**Material provided**
━━━━━━━━━━━━━━━━
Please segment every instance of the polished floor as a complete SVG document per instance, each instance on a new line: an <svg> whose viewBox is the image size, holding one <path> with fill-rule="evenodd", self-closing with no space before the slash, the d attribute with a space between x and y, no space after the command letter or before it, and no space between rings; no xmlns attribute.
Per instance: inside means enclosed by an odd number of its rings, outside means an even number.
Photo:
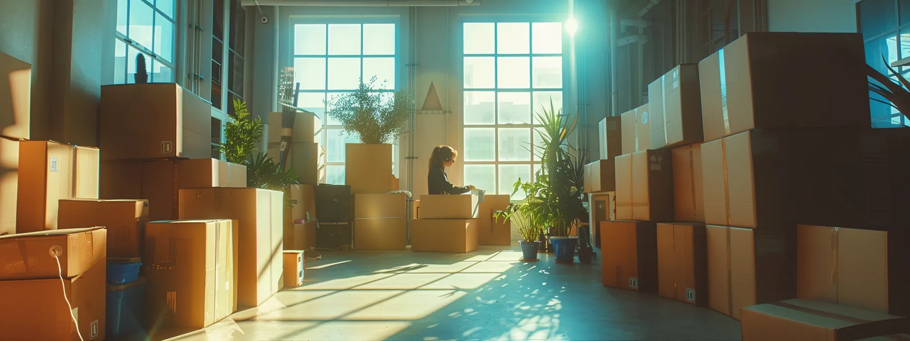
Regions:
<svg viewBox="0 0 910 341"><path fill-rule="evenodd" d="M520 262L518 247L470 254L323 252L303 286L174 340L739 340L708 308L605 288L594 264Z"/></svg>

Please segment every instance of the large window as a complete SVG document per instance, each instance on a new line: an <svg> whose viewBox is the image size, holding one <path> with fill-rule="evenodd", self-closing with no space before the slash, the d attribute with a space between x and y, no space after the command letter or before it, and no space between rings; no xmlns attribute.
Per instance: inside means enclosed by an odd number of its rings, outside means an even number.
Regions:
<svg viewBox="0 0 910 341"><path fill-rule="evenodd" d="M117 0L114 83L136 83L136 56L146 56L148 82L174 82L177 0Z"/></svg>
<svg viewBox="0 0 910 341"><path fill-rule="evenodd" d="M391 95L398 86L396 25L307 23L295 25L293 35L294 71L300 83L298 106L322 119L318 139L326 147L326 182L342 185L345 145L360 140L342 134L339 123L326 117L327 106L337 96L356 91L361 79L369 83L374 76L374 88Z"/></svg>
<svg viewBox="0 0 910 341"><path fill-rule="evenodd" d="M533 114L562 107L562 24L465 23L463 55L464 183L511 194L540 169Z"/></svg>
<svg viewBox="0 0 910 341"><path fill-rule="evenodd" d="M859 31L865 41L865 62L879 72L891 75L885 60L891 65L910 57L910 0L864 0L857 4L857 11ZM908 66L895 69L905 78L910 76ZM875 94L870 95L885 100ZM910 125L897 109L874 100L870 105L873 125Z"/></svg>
━━━━━━━━━━━━━━━━
**Job**
Can you arrange all the data above as a Markdown table with a Row column holding the row number and a Line column holding the line, skipping blank lines? Leave the pictures out of the answer.

**Output for this exercise**
| Row | Line |
|---|---|
| 1 | Please segment every instance of the polished floor as a complete SVG document per instance, each instance on a new line: an <svg> whose viewBox is the image size, holding one <path> with fill-rule="evenodd", self-closing with no space before the slash, the d attribute with a space between x and y, no space after the command letter or before it, and no space between rings; no xmlns attribute. |
| 2 | Per instance: inside means enclosed by an odd number of its rings, outside means an even number. |
| 3 | Photo: |
| 4 | Regions: |
| 5 | <svg viewBox="0 0 910 341"><path fill-rule="evenodd" d="M520 262L518 247L470 254L323 252L303 286L174 340L739 340L708 308L605 288L594 264Z"/></svg> |
| 6 | Please segment every instance of the large window as a complete SVG document per instance, each instance on a new line: an <svg> whose viewBox is the image size, holding one <path> with fill-rule="evenodd", self-closing with no space before the slash, the d attribute with a space between x and y, no space after the command letter or before it, and no space between rings; no xmlns attribute. |
| 7 | Per instance: inside means enclosed by an odd number of its rings, outside means an even number. |
| 8 | Regions: |
| 9 | <svg viewBox="0 0 910 341"><path fill-rule="evenodd" d="M117 0L114 83L136 83L136 56L146 56L148 82L174 82L177 0Z"/></svg> |
| 10 | <svg viewBox="0 0 910 341"><path fill-rule="evenodd" d="M391 95L398 86L396 25L307 23L295 25L293 35L294 71L300 83L298 106L322 119L318 139L326 147L326 182L342 185L345 145L360 140L342 134L339 123L326 117L327 106L337 96L356 91L361 79L369 83L374 76L374 88Z"/></svg> |
| 11 | <svg viewBox="0 0 910 341"><path fill-rule="evenodd" d="M533 114L562 107L562 24L465 23L463 55L464 183L511 194L540 169Z"/></svg> |
| 12 | <svg viewBox="0 0 910 341"><path fill-rule="evenodd" d="M859 31L865 41L865 62L879 72L891 75L885 60L891 65L910 57L910 0L864 0L857 4L857 11ZM908 66L895 69L905 78L910 76ZM875 94L870 95L885 100ZM910 125L897 109L874 100L870 105L873 125Z"/></svg> |